TRECHO DE ORIGEM -

Caros calouros,
Queria antes de tudo dar as boas
vindas a vocês a esta universidade. Vocês estão entrando em um curso que,
apesar de seus imensos problemas, tem muitas coisas boas para quem souber
aproveitar. Digo isto com a propriedade de quem ingressou no curso há algum
tempo, fez a graduação e a licenciatura, e hoje cursa a pós-graduação. Estudar
em uma universidade como a nossa deveria ser um direito de toda a população;
afinal, todos a financiam através do ICMS – um imposto regressivo, ou seja, os
pobres pagam proporcionalmente mais do que os ricos. Mas, como disse Kant: Todo
direito que não é universal torna-se um privilégio. E, infelizmente, é esta a
realidade das universidades públicas no Brasil hoje: são um privilégio para
poucos.
Assim, acredito que quando
ingressamos aqui assumimos também uma grande responsabilidade; de lutar para
que esta universidade seja, de fato, pública em todos os seus sentidos. Isso
significa questionarmos desde seu acesso – hoje negado à imensa maioria do povo
trabalhador, dos pobres, dos negros, pelo vestibular, que nada mais é do que um
filtro social travestido de uma prova que atestaria o “mérito” ou a
“capacidade” de estudarmos aqui. Mas também questionarmos todo o resto: o
conhecimento aqui produzido, seus critérios, a serviço de que(m) ele está, a
forma como tudo é decidido na universidade e até mesmo o acesso ao espaço
físico do campus Butantã.

TAREFA PROPOSTA - Escreva a continuação da carta aos calouros sobre a universidade pública, começando logo depois da última frase mostrada.

REGISTROS DE DADOS -
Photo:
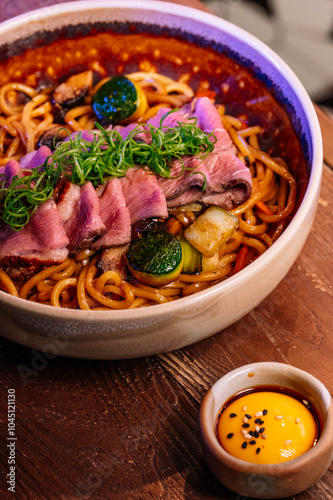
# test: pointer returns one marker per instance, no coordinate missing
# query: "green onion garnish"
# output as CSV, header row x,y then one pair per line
x,y
106,156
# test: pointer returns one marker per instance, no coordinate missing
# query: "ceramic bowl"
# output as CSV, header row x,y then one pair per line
x,y
273,480
134,333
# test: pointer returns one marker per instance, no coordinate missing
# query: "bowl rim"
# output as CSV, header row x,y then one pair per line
x,y
209,439
293,81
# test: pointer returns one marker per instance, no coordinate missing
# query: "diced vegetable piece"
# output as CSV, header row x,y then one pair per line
x,y
156,258
190,207
210,230
210,264
119,100
191,257
241,259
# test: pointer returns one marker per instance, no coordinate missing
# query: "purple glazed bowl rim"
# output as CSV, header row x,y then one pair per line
x,y
218,30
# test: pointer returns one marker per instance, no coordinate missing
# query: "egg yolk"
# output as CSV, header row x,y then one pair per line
x,y
267,428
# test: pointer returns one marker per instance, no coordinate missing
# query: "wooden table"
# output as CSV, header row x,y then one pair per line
x,y
127,430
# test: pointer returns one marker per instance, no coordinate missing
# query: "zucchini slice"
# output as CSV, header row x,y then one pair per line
x,y
191,257
156,258
210,230
119,100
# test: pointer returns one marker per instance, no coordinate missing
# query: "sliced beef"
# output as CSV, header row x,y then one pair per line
x,y
209,120
144,198
67,198
181,181
228,180
115,216
41,242
85,222
228,183
114,259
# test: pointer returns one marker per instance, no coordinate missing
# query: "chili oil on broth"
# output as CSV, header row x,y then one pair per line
x,y
110,54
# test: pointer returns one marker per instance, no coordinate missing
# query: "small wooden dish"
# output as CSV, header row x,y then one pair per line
x,y
273,480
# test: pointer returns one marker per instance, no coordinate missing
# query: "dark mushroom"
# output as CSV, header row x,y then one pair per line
x,y
71,93
52,136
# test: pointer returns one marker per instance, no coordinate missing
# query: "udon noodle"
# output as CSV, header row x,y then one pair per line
x,y
78,282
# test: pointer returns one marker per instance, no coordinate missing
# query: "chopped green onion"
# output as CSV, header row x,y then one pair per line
x,y
96,161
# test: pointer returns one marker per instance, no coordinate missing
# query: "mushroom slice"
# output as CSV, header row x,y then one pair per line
x,y
71,92
53,136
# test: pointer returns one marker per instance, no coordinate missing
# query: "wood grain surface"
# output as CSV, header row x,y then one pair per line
x,y
124,430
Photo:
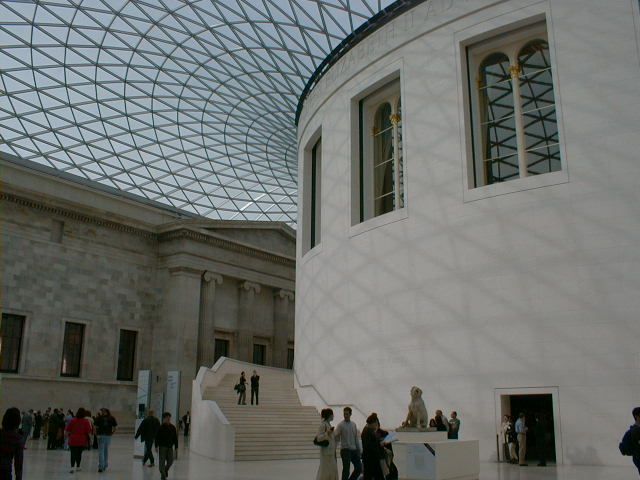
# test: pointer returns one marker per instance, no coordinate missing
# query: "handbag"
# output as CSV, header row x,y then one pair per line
x,y
321,443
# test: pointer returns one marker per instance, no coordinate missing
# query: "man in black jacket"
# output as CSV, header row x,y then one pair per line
x,y
147,433
166,441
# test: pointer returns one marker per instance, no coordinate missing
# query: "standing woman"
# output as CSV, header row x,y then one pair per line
x,y
78,432
11,448
328,469
372,451
242,390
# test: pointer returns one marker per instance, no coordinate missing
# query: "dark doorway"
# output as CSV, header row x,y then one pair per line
x,y
538,410
221,349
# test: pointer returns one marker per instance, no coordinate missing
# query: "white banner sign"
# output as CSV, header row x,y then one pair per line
x,y
172,397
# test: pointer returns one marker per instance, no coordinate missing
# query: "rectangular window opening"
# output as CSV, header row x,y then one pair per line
x,y
11,332
126,354
221,349
259,354
312,194
72,349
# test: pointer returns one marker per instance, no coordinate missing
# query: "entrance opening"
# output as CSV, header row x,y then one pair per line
x,y
538,410
542,414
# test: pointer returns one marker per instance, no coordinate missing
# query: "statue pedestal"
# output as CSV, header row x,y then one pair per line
x,y
413,435
439,460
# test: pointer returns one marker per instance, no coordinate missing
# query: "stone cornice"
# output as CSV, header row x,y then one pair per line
x,y
248,286
182,270
227,245
284,294
77,216
149,234
210,276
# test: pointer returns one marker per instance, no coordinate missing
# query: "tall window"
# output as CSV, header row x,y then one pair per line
x,y
312,183
72,349
259,354
11,330
126,354
381,160
221,349
515,128
290,357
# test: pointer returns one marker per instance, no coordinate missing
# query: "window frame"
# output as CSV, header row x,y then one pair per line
x,y
312,193
81,346
368,106
21,341
501,25
133,356
510,45
264,353
217,338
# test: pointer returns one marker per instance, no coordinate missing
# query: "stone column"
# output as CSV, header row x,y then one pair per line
x,y
281,307
246,315
175,340
206,345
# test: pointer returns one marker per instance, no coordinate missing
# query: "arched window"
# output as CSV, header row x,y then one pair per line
x,y
383,159
381,162
498,126
514,126
540,127
399,154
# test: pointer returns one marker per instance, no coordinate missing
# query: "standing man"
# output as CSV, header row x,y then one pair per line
x,y
454,426
255,386
521,431
105,427
186,421
166,442
630,444
347,434
147,432
27,425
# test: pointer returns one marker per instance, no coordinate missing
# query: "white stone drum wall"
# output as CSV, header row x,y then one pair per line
x,y
529,289
98,276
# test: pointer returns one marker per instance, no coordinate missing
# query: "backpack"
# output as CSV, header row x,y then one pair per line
x,y
629,444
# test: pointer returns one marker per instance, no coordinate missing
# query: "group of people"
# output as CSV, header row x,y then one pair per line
x,y
165,438
441,424
74,432
370,453
241,388
515,434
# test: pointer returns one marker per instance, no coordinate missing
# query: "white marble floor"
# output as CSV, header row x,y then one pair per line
x,y
41,464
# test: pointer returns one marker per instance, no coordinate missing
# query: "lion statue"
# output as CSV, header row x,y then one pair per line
x,y
417,415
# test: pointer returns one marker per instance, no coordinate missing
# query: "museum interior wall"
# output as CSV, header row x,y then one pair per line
x,y
476,287
136,286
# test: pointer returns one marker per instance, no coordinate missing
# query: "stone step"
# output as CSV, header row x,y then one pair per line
x,y
280,428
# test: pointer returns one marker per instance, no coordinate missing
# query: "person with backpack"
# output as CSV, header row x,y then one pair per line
x,y
630,444
147,433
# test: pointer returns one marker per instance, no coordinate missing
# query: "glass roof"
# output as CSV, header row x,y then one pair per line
x,y
189,103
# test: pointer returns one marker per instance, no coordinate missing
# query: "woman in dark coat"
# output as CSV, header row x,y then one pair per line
x,y
242,390
11,446
388,452
372,451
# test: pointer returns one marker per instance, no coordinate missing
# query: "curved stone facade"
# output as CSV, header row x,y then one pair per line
x,y
478,294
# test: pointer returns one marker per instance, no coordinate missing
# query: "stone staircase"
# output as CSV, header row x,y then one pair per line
x,y
280,428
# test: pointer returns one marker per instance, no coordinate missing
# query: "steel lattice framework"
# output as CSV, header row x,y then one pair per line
x,y
189,103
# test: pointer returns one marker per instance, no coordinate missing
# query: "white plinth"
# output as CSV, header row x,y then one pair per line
x,y
444,460
421,437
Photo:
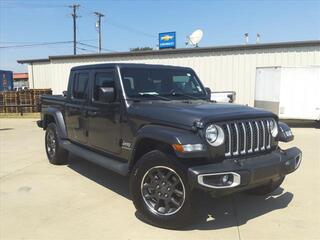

RESPOSTA CORRETA -
Quando entrei aqui, conheci esta
responsabilidade e, a partir de meu contato com o movimento estudantil, o
movimento de trabalhadores, as greves em defesa da educação, fui
progressivamente vendo a importância destas lutas e a necessidade de participar
delas. Posso dizer que aprendi tanto ou mais fora das salas de aula do que
dentro delas, vendo como se dá na prática a disputa por um projeto de
universidade (ou, se quisermos usar um termo bastante expressivo, mas que é
escondido de nós porque afirmam de maneira cínica ser “ultrapassado”, fui vendo
como se dava a luta de classes dentro da universidade).
Foi por causa desta
responsabilidade que fui preso, no dia 8 de novembro de 2011, junto a outras 71
pessoas, que incluíam estudantes, funcionários e apoiadores, na reintegração de
posse levada a cabo na reitoria da USP por 400 policiais fortemente armados. A
ocupação da reitoria da USP era contra a presença da polícia militar no campus,
e os motivos dos estudantes foram sistematicamente deturpados pela mídia, pela
reitoria e pelo governo. Alckmin, após nossa prisão, disse que precisávamos de
uma “aula de democracia”.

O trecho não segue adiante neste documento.